(Saved data entries)
<<<<
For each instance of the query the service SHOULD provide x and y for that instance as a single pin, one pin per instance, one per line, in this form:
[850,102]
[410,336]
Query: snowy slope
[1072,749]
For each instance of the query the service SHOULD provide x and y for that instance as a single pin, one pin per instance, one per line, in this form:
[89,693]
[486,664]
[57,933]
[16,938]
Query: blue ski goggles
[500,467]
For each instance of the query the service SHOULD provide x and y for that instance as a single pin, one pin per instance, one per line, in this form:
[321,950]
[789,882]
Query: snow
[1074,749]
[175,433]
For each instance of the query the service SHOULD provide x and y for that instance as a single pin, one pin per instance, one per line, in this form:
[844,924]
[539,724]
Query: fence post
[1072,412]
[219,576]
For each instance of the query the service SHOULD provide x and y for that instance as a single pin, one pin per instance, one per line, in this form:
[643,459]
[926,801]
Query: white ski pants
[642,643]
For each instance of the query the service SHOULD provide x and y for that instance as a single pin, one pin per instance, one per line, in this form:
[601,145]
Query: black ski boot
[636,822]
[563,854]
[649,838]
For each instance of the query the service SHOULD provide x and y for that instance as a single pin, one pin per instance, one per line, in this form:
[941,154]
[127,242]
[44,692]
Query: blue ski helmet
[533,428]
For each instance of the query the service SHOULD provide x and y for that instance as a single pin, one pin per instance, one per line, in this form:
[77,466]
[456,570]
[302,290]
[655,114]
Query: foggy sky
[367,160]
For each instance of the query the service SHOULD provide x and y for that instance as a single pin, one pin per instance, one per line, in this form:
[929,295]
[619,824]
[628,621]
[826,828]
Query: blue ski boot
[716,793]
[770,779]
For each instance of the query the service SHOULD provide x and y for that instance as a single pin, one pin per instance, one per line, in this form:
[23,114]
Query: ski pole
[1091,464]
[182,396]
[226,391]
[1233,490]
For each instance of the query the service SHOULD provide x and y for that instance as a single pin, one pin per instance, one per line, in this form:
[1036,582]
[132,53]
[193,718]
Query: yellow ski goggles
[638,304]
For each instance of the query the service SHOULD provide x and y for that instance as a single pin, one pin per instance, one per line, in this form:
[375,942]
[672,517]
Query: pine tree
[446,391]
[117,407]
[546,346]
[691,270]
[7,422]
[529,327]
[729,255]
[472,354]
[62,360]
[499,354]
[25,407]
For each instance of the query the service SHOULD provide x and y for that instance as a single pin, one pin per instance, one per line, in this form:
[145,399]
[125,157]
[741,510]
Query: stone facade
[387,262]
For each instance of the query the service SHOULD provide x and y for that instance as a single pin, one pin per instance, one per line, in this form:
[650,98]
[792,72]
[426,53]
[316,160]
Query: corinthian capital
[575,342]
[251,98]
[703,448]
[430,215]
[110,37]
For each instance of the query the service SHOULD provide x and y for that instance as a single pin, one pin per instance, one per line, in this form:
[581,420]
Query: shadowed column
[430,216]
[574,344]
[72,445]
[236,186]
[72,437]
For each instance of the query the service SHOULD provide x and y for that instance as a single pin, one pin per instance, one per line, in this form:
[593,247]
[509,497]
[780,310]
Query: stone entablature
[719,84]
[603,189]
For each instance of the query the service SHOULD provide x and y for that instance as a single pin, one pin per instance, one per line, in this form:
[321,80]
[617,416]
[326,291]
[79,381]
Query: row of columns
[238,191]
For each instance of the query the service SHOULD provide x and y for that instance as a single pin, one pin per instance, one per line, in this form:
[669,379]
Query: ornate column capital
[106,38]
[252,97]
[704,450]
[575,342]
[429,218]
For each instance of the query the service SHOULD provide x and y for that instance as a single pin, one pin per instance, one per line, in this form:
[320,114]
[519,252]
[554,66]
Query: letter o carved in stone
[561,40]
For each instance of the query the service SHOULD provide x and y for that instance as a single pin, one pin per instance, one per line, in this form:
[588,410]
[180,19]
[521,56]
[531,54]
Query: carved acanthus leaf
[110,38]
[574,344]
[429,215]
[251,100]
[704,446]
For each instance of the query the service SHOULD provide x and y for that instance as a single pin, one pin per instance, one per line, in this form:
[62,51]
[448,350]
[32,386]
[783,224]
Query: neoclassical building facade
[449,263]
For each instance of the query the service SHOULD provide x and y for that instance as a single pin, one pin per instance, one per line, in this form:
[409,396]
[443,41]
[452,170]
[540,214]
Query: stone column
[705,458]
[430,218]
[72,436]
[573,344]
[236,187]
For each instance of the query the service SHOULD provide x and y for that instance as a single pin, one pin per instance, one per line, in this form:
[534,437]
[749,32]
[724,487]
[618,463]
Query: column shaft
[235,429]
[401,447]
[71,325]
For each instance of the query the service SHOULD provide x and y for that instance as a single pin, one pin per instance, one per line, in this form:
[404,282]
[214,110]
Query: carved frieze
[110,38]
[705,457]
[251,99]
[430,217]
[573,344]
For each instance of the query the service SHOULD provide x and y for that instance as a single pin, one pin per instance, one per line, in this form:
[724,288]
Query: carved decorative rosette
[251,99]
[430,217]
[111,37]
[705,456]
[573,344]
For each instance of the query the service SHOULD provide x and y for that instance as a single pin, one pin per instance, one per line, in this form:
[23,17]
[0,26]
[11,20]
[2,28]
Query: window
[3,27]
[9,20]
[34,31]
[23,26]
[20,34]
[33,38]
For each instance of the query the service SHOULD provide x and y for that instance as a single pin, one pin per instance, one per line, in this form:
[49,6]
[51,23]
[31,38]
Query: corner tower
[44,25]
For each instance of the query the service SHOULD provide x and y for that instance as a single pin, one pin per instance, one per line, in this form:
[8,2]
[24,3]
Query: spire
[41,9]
>>>>
## Exercise description
Every line above should be transcribed exactly.

## Response to this exercise
For each instance of the query the service SHOULD provide x and y for that instance as a single pin, one pin per instance, one per line, in this form:
[850,102]
[410,336]
Query: snowy slope
[1072,749]
For each instance of the query the service SHOULD provide x and y for that instance as a single pin, one pin per instance, one per line, in this form:
[89,693]
[486,664]
[57,933]
[16,938]
Query: blue ski goggles
[500,467]
For each instance of the query the service SHOULD provide x and y for that instance as a single pin, one pin per instance, one per line, in this form:
[321,950]
[789,882]
Query: snow
[1074,749]
[175,433]
For each instance of the query the service SHOULD provide x and y for that instance as a single pin, one pin per instance, one per line, in this form:
[844,924]
[539,724]
Query: fence post
[1072,412]
[219,576]
For each instance of the query the service SHOULD provide x and y for that instance as a single pin, one pin per instance, one per line, in this form:
[643,459]
[926,801]
Query: white ski pants
[642,643]
For each instance of the query the service SHOULD provide x and y for that instance as a single pin, one pin per instance, one per line, in this form:
[601,145]
Query: black ski boot
[636,822]
[563,854]
[649,838]
For each instance of the query the service SHOULD provide x and y for that instance as a single pin, one pin per instance, one per line, in this form:
[941,154]
[127,242]
[44,692]
Query: blue ski helmet
[533,428]
For each instance of the query the service SHOULD provide x and y for that instance as a single pin, one pin per instance, one per line, in this form:
[77,466]
[456,570]
[302,290]
[655,114]
Query: foggy sky
[367,160]
For each instance of the query the service SHOULD provide x and y for that instance as a single pin, one pin per instance, one per line, in this form:
[929,295]
[619,824]
[628,621]
[826,828]
Query: blue ski boot
[716,793]
[770,779]
For each instance of the query the service SHOULD provide x and y for that instance as a single pin, one pin per instance, one per line, in this form:
[23,114]
Query: ski pole
[1091,464]
[182,396]
[226,391]
[1233,490]
For each instance of the query the service SHOULD provide x and y for that instance as a single pin, one pin per instance, one per line, in this form:
[1036,582]
[132,53]
[193,718]
Query: yellow ski goggles
[638,304]
For each instance of the query the service SHOULD provide x and y for that instance as a single pin, one pin per instance, one per line, in this form:
[375,942]
[672,517]
Query: pine tree
[446,391]
[117,407]
[546,346]
[691,270]
[7,422]
[529,327]
[729,255]
[472,354]
[62,360]
[499,354]
[25,407]
For each instance of the query the service SHOULD provide x and y for that instance as a single pin, one pin per instance, one per line, in this form:
[145,399]
[125,157]
[741,510]
Query: stone facade
[387,262]
For each instance of the query the service SHOULD provide x and y for that instance as a single pin, one pin per instance, one per line, in this form:
[650,98]
[792,72]
[426,53]
[316,160]
Query: corinthian capital
[575,342]
[251,98]
[703,448]
[430,215]
[110,37]
For each instance of the query the service SHOULD provide x and y for that instance as a single pin, one pin per instance, one per line, in this form:
[581,420]
Query: shadowed column
[430,216]
[574,344]
[72,445]
[236,186]
[72,437]
For each instance of the query the service SHOULD provide x and y for that instance as a single pin, one pin per instance, one per line, in this form:
[593,247]
[509,497]
[780,310]
Query: stone entablature
[719,84]
[603,189]
For each instance of the query the service SHOULD provide x and y for that instance as a single pin, one pin per instance, one per line, in this form:
[321,80]
[617,416]
[326,291]
[79,381]
Query: row of columns
[238,191]
For each instance of the query the service SHOULD provide x and y for that instance as a single pin, one pin per instance, one per line, in this form:
[669,379]
Query: ornate column capital
[106,38]
[252,97]
[704,450]
[575,342]
[429,218]
For each instance of the query the service SHOULD provide x and y for that instance as a single pin, one pin per instance, one per line, in this form:
[320,114]
[519,252]
[554,66]
Query: letter o carved in stone
[561,40]
For each instance of the query the service SHOULD provide x and y for that instance as a single pin, one pin per instance, one per line, in this form:
[588,410]
[180,19]
[521,56]
[531,54]
Query: carved acanthus leaf
[110,38]
[574,344]
[429,215]
[251,100]
[704,446]
For each instance of the query the service SHOULD provide x and y for that instance as a single pin, one pin per instance, one per line, in this form:
[62,51]
[448,350]
[32,386]
[783,224]
Query: neoclassical building facade
[449,263]
For each instance of the query the service SHOULD provide x and y for that instance as a single pin, one pin per instance, one per line, in this form:
[409,396]
[443,41]
[452,170]
[540,214]
Query: stone column
[705,458]
[430,218]
[72,436]
[573,344]
[236,187]
For each instance of the query the service SHOULD provide x and y for that instance as a single pin, one pin per instance, one per line, in this form:
[534,437]
[749,32]
[724,487]
[618,463]
Query: column shaft
[235,429]
[401,447]
[71,325]
For each instance of the query the service SHOULD provide x and y for that instance as a single pin, one pin per instance, one per line, in this form:
[404,282]
[214,110]
Query: carved frieze
[110,38]
[705,457]
[251,99]
[430,217]
[573,344]
For each instance of the query the service SHOULD provide x and y for that instance as a single pin, one pin per instance, one per line, in this form:
[724,288]
Query: carved decorative rosette
[251,99]
[430,217]
[111,37]
[705,456]
[573,344]
For each instance of the query the service SHOULD provide x and y for that instance as a single pin, one pin per instance, one per line, in this form:
[23,17]
[0,26]
[11,20]
[2,28]
Query: window
[3,27]
[9,20]
[34,31]
[23,26]
[20,34]
[33,38]
For each instance of the query the service SHOULD provide x and y for that instance as a single pin, one pin per instance, one per line, in this form:
[49,6]
[51,23]
[31,38]
Query: corner tower
[44,25]
For each instance of the query the service SHOULD provide x and y for that instance as a single pin, one pin per instance, one per line, in this form:
[8,2]
[24,3]
Query: spire
[41,9]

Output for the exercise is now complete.